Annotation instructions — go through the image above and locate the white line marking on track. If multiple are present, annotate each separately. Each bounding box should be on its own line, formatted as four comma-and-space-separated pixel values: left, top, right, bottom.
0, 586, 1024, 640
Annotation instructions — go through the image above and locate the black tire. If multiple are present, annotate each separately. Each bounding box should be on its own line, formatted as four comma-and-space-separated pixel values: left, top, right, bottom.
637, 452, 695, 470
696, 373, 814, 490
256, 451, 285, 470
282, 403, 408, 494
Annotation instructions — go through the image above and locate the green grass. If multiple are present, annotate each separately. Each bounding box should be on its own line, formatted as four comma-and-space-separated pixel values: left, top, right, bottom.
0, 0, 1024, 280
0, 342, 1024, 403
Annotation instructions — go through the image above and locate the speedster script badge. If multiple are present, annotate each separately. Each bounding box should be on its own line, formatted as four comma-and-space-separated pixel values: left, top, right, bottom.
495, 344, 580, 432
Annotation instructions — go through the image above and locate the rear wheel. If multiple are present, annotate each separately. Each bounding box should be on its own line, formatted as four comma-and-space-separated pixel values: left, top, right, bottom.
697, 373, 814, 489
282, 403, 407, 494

──────────────────────────────

Prompt: Reproduce every row above verbatim, one line at a time, with nothing altered.

Solution to the exercise:
Annotation instructions — go through the image above and locate the white line marking on track. If multiple are present, annotate each separately. Each bounding box should be on its own line, formatted as four comma-and-space-separated pixel values: left, top, right, bottom.
0, 586, 1024, 640
Annotation instructions — go through the image above and locate the black tire. If multiple are present, annotate each separately. Each bounding box should be on its own line, formatted as four comma-and-space-separated pixel values: left, top, right, bottom.
637, 452, 695, 470
696, 373, 814, 490
256, 451, 285, 470
282, 403, 408, 494
Annotation instructions — go through the image above and locate the green grass. If multiple are present, annotate each separately. Each bounding box should be on its own line, formatted as four comma-and-space-separated pixel values: left, top, right, bottom.
0, 0, 1024, 280
0, 342, 1024, 403
Annotation instructions — go through the image above and locate the speedster script badge. If multiple are present, annotate each separately. Each bounding box should be on its own line, formatted as four comma-and-space-separated pixel values: left, top, right, bottom.
495, 344, 580, 432
Annotation instructions — go through the image above and locate the rear wheel. If multiple are present, annotate each separately. Each bounding box should be on its own line, formatted as four comma-and-space-separated pixel values: left, top, right, bottom.
697, 373, 814, 489
282, 403, 407, 494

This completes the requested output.